━━━━━ DOCUMENT TEXT ━━━━━

Thursday, September 2, 2021 4:00pm
About this Event
The Department of Bioengineering presents:
Dr. Ioannis Zervantonakis, PhD
http://www.zervalab.com
Tumor Microenvironment Engineering: Microfluidics and Systems Biology to Study Cancer Progression and Drug Resistance.
ABSTRACT: Human tumors are mosaics of heterogeneous cancer cell populations surrounded by a microenvironment that plays a key role in regulating growth, metastasis and drug resistance. Understanding cell behavior in native tumor microenvironments and developing new strategies to deliver therapeutics directly to tumor cells can lead to major improvements in patient outcomes. Integrating novel experimental tools, such as microfluidics and multiplexed imaging with systems biology offers a bioengineering framework to model, measure and manipulate the interactions of cancer cells with their environment and to provide new insights into underlying biological mechanisms and cancer therapies.
In the first part of the talk, I will present an array of microfluidic and 3D culture platforms that can be used to study the effects of microenvironmental factors on tumor metastasis with a focus on mesothelial cells and macrophages. Using these systems, we show that mesothelial barrier function critically regulates ovarian cancer metastatic potential. Treatment with an adenylyl cyclase agonist decreased mesothelial permeability and slowed ovarian cancer invasion in a PKA-dependent manner. In addition to these studies of early metastatic spread, I will show how tumor-derived paracrine signals and extracellular matrix remodeling play a critical role in recruiting macrophages that in turn establish a pro-invasive and drug-resistant microenvironment.

━━━━━

* ASSIGNMENT A:
Answer these questions about the seminar announcement:
(i) Which department presents the event?
(ii) What treatment decreased mesothelial permeability and slowed ovarian cancer invasion?
(iii) On what day and at what time is the event held?
* ASSIGNMENT B:
Continue the seminar announcement, starting after its last sentence.

━━━━━ DATA PROVIDED ━━━━━

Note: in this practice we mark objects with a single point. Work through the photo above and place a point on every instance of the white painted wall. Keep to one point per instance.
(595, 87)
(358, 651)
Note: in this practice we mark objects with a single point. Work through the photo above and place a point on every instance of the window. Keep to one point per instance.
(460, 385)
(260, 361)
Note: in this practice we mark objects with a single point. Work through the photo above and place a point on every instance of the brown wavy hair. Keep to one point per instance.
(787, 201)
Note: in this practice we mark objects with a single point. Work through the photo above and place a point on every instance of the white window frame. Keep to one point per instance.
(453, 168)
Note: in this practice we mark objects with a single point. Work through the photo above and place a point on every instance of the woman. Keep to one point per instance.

━━━━━

* EXPECTED OUTPUT A:
(i) The Department of Bioengineering
(ii) Treatment with an adenylyl cyclase agonist
(iii) Thursday, September 2, 2021, at 4:00pm

* EXPECTED OUTPUT B:
In the second part of the talk, I will present an integrated experimental-computational approach to study the effects of fibroblasts on HER2-targeted therapy drug resistance in breast cancer. A two-cell circuit model was developed using dynamic measurements of tumor cell growth and death rates. To identify molecular mechanisms associated with fibroblast-mediated drug resistance we are profiling signaling pathway activity using multiplexed in situ immunofluorescence staining and reverse phase proteomics. The results from the proposed studies will lead to the identification of microenvironmental niches and associated tumor cell signaling pathways that could serve as biomarkers for patient stratification and provide important information for the design of rational combination therapies that will re-sensitize tumors to treatment.
BIOGRAPHY: Ioannis Zervantonakis is an Assistant Professor at the Department of Bioengineering, University of Pittsburgh and at the Hillman Cancer Center UPMC. From 2017-9, he was an Instructor of Cell Biology at Harvard Medical School and a postdoctoral fellow (2014-7) in the lab of Prof. J. Brugge. He received his Ph.D. (2012) from MIT in Mechanical Engineering under the direction of Prof. R. Kamm, his M.S. (2006) from the Technical University of Munich and his B.S. (2005) from the National Technical University in Athens. Ioannis is a recipient of a 2014 Department of Defense Breast Cancer Postdoctoral Fellowship and a 2017 NCI Pathway to Independence K99/R00 award. He serves as an Early-Career Associate Scientific Advisor to Science Translational Medicine, has received the 2020 Hillman Early-Career Fellow for Innovative Cancer Research Award and his laboratory is funded by an Elsa Pardee Foundation Award.